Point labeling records
------------

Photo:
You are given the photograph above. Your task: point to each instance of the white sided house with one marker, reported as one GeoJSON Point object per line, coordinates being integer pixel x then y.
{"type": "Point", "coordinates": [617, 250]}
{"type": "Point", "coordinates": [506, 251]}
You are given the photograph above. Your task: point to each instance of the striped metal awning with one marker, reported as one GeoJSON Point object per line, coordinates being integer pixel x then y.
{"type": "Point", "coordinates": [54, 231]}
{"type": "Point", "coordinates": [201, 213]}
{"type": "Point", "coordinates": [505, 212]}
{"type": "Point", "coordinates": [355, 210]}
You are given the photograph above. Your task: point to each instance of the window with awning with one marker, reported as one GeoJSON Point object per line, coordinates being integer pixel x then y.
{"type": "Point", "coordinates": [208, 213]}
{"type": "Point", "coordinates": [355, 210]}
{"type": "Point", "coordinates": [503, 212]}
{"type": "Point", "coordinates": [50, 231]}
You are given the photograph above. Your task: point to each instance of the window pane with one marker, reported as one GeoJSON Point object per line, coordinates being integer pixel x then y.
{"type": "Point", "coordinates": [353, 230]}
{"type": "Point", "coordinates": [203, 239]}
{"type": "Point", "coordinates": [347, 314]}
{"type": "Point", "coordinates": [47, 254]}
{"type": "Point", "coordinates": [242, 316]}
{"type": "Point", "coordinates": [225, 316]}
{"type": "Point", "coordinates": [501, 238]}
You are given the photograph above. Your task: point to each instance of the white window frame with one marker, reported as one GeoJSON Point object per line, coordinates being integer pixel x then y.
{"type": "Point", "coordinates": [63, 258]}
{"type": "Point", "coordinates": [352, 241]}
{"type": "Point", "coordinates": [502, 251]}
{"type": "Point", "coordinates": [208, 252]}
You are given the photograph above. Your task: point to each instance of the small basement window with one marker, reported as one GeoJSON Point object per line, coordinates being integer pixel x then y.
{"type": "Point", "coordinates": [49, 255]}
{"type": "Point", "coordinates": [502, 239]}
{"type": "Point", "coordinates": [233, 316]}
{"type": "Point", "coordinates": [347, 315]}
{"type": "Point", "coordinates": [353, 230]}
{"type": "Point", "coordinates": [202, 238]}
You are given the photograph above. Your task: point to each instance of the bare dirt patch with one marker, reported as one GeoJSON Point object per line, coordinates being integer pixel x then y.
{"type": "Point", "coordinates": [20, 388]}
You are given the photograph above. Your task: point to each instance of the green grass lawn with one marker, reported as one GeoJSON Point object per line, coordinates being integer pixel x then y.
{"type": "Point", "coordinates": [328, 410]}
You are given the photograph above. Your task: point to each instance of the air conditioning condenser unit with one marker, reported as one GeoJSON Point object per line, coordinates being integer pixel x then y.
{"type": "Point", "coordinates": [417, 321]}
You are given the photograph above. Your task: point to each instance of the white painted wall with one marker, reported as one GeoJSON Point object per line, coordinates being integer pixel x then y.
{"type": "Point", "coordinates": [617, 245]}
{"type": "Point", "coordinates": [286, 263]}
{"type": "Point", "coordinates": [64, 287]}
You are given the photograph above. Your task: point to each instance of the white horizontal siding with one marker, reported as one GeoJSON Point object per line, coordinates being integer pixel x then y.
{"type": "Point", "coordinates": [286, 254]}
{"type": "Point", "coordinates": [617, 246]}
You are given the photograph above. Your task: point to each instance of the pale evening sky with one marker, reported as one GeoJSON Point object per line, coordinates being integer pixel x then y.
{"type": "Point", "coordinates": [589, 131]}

------------

**STATED EXERCISE**.
Lay out all the records above as a two-column CSV with the header instruction,points, giving one row per request. Put each request's text and its answer in a single quoted field, and turn every line break into a space.

**EXERCISE RESULT**.
instruction,points
"Photo: You are given the photograph above. Your task: point to each instance of the white sided house with one marker, reported as one GeoJSON Point object per line, coordinates being integer pixel x then y.","{""type"": ""Point"", ""coordinates"": [617, 250]} {""type"": ""Point"", ""coordinates"": [506, 251]}"
"You are given the photograph above. Your task: point to each instance of the striped metal awning with one marker, reported as one GeoJSON Point object per line, coordinates being integer pixel x then y.","{""type"": ""Point"", ""coordinates"": [54, 231]} {""type"": ""Point"", ""coordinates"": [201, 213]} {""type"": ""Point"", ""coordinates"": [505, 212]} {""type"": ""Point"", ""coordinates"": [355, 210]}"
"You are given the photograph above. Your task: point to each instance of the window with awning with one marker, reported as one GeoJSON Point object per line, coordinates being integer pixel x then y.","{""type"": ""Point"", ""coordinates"": [208, 213]} {""type"": ""Point"", ""coordinates"": [355, 210]} {""type"": ""Point"", ""coordinates"": [503, 212]} {""type"": ""Point"", ""coordinates"": [50, 231]}"
"You are given the photograph above. Your task: point to each instance of the window pane with one marker, reported as one GeoJSON Point object per line, coordinates being integer pixel x then y.","{""type"": ""Point"", ""coordinates"": [353, 230]} {""type"": ""Point"", ""coordinates"": [203, 239]} {""type"": ""Point"", ""coordinates"": [347, 314]} {""type"": ""Point"", ""coordinates"": [47, 254]} {""type"": ""Point"", ""coordinates"": [242, 316]} {""type"": ""Point"", ""coordinates"": [225, 316]} {""type"": ""Point"", ""coordinates"": [501, 238]}"
"You are given the photograph above. Your task: point to each instance of the white window frame with one marker, reported as one GeoJSON Point object per line, coordinates being integer pixel x then y.","{""type"": ""Point"", ""coordinates"": [63, 258]} {""type"": ""Point"", ""coordinates"": [352, 241]} {""type"": ""Point"", ""coordinates"": [502, 251]} {""type"": ""Point"", ""coordinates"": [208, 252]}"
"You are given the photograph above. Your task: point to each instance of the small basement window with one marker, reported as one GeoJSON Point object per line, coordinates being integer pixel x then y.","{""type"": ""Point"", ""coordinates"": [49, 255]} {""type"": ""Point"", ""coordinates"": [502, 239]} {""type"": ""Point"", ""coordinates"": [233, 316]} {""type"": ""Point"", ""coordinates"": [347, 315]} {""type"": ""Point"", ""coordinates"": [353, 230]} {""type"": ""Point"", ""coordinates"": [202, 238]}"
"You are given the photograph above. Your task: point to each instance of the bare dirt patch with one marker, reported as one GeoJSON Point object per line, coordinates being integer pixel x then y.","{""type"": ""Point"", ""coordinates"": [20, 388]}"
"You are given the photograph above. Your task: point to each instance of the green grass lawn with one marker, reported as one GeoJSON Point object per line, coordinates being integer pixel x then y.","{""type"": ""Point"", ""coordinates"": [328, 410]}"
"You are given the photograph above. Your task: point to each instance of the air conditioning condenser unit with one marker, reported as one GeoJSON Point object per line, coordinates being integer pixel x then y.","{""type"": ""Point"", ""coordinates"": [417, 321]}"
"You are given the photograph above. Your task: point to each instance of the white painted wall with one marker, reported as one GeoJSON Point object per line, coordinates being integer pixel x then y.","{""type"": ""Point"", ""coordinates"": [617, 245]} {""type"": ""Point"", ""coordinates"": [286, 263]} {""type"": ""Point"", ""coordinates"": [64, 287]}"
"You are given the photograph above. Your task: point to each instance of the white horizontal siding with one marker, reported as one GeoJSON Point object per line, coordinates being integer pixel x then y.","{""type"": ""Point"", ""coordinates"": [286, 254]} {""type"": ""Point"", ""coordinates"": [617, 246]}"
"You are given the photograph above. Your task: point to each instance of the pale evening sky with one marker, reported as one GeoJSON Point object per line, coordinates being integer pixel x then y.","{""type"": ""Point"", ""coordinates"": [589, 131]}"